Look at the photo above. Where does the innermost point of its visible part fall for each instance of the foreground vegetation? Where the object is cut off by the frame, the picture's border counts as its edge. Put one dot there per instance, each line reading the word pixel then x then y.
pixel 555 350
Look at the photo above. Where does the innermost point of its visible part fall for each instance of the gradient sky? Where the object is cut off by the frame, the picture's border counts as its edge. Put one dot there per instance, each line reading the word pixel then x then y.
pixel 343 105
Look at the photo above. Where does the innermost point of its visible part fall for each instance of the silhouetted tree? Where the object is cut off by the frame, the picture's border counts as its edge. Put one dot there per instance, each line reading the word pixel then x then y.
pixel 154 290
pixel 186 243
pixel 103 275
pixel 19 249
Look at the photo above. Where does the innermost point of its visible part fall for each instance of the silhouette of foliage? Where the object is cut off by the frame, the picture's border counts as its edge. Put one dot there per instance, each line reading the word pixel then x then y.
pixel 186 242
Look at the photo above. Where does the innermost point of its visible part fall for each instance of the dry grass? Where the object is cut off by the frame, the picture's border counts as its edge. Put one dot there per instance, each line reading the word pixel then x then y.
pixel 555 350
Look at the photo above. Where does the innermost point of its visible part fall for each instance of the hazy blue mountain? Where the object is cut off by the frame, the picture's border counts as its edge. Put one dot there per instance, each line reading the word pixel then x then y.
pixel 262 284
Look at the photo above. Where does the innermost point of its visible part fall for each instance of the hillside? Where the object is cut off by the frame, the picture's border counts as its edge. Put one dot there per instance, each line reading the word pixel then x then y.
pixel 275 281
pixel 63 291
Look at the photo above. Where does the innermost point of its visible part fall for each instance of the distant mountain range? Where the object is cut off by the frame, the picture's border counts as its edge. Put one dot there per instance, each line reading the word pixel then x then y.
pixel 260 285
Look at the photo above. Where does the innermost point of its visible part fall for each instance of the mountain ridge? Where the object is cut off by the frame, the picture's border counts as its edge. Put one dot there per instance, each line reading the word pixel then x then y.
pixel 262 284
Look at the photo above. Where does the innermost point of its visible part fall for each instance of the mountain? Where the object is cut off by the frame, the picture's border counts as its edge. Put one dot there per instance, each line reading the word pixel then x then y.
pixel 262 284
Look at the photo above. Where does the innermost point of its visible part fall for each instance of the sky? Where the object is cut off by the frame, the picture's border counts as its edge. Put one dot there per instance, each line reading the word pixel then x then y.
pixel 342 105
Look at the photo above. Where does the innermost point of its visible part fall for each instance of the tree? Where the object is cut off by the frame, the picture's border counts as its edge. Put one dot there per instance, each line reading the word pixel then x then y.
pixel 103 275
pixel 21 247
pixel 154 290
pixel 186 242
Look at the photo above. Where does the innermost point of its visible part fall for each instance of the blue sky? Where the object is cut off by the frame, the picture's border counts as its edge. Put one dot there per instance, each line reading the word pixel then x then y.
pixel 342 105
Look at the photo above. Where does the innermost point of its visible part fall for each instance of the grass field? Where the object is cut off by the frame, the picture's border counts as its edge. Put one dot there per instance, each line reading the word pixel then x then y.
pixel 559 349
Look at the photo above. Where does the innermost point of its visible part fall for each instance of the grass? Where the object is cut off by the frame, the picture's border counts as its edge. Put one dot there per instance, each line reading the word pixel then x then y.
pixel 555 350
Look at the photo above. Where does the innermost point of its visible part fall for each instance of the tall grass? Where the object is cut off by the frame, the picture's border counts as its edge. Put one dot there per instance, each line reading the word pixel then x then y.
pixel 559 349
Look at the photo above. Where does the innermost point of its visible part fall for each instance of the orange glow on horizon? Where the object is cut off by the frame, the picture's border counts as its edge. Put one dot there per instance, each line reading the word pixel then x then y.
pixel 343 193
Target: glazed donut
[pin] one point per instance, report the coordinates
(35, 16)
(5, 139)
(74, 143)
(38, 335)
________
Reproduce each of the records above verbatim, keeping every character and line break unchanged.

Look at the photo above. Where does the innermost point of its visible part fall for each instance of the foreground vegetation? Where the object is cut off by the frame, the picture's border counts as its edge. Put one dot there per instance, each line reading the word pixel then x then y.
pixel 555 350
Look at the photo above. Where does the innermost point of its visible part fall for each instance of the gradient sky? Where the object is cut off by the frame, the picture's border counts as its edge. Put one dot there per instance, each line reading the word pixel then x then y.
pixel 343 105
Look at the photo above. Where does the innermost point of its visible part fall for each instance of the silhouetted tree? Where the object is cut off by the frame, the picture's border counts as its edge. Put one dot there per instance, each line reading the word pixel then x then y.
pixel 154 290
pixel 186 243
pixel 103 275
pixel 19 249
Look at the photo above. Where does the innermost point of its visible part fall for each instance of the silhouette of foliage? Where the object is cut off by the frame, the picture's border counts as its edge. Put one dot there per instance, each line reading the word pixel then x then y.
pixel 186 242
Look at the photo above. Where does the innermost point of its visible part fall for each instance of the dry grass? Where the object is cut off by the frame, the picture's border counts as its edge. Put one dot there per instance, each line reading the word pixel then x then y.
pixel 555 350
Look at the photo above. Where does the innermost point of its visible part fall for each instance of the hazy blue mountain? Where the object is cut off by the frame, the picture's border counts as its edge. Put one dot there per instance, each line reading the word pixel then x then y.
pixel 262 284
Look at the photo above. Where does the innermost point of its visible part fall for each instance of the hillside? Where the object is cut off by the frame, the picture's border counts as its edge. Put one dot there per instance, each line reading the word pixel then x then y.
pixel 275 281
pixel 63 291
Look at the photo above. Where does the innermost point of its visible part fall for each instance of the distant mountain range? Where the object is cut off by the frame, the picture's border counts as its edge. Put one dot there per instance, each line reading the word pixel then x then y.
pixel 260 285
Look at the photo above. Where does the innermost point of its visible part fall for each instance of the mountain ridge? Where the object is cut off by the frame, the picture's border counts as its edge. Put one dot there per instance, each line reading the word pixel then x then y.
pixel 262 284
Look at the photo above. Where does the innermost point of its visible part fall for each instance of the mountain? Where the object is cut off by the frame, the picture's border counts as its edge. Put one dot there per instance, each line reading the word pixel then x then y.
pixel 262 284
Look at the photo above. Where does the innermost point of its visible part fall for each instance of the sky? Where the object is cut off by the frame, the picture's border counts as its edge. Put one dot there per instance, each line reading the word pixel then x then y.
pixel 342 105
Look at the photo above. Where does the innermost point of its visible part fall for each instance of the tree? Where the object is cut off by the frame, the picture's border counts as its edge. Put one dot there per instance, each line reading the word pixel then x then y.
pixel 103 275
pixel 21 247
pixel 154 290
pixel 186 242
Look at the photo above. Where does the innermost point of its visible part fall for each instance of the blue sky? Where the object is cut off by the frame, the picture's border counts as its edge. Put one dot there per instance, each line reading the word pixel then x then y.
pixel 342 105
Look at the photo above. Where does the innermost point of its visible part fall for each instance of the grass field? Where the object is cut off by the frame, the picture's border counts as its edge. Put one dot there per instance, each line reading the word pixel then x then y.
pixel 559 349
Look at the photo above. Where does the innermost point of its visible part fall for each instance of the grass? Where the object is cut off by the frame, the picture's border counts as its edge. Put one dot there per instance, each line reading the word pixel then x then y.
pixel 555 350
Look at the photo above. Where does the innermost point of its visible part fall for each instance of the tall grass? Where the object is cut off by the frame, the picture's border counts as its edge. Put one dot there per instance, each line reading the word pixel then x then y.
pixel 559 349
Look at the photo above. Where does the innermost point of its visible part fall for each instance of the orange glow on horizon? Where the object is cut off by the frame, the picture's border counts as its edge. Put one dot there per instance, each line reading the word pixel then x then y.
pixel 343 193
Target: glazed donut
[pin] one point per instance, report the coordinates
(35, 16)
(5, 139)
(74, 143)
(38, 335)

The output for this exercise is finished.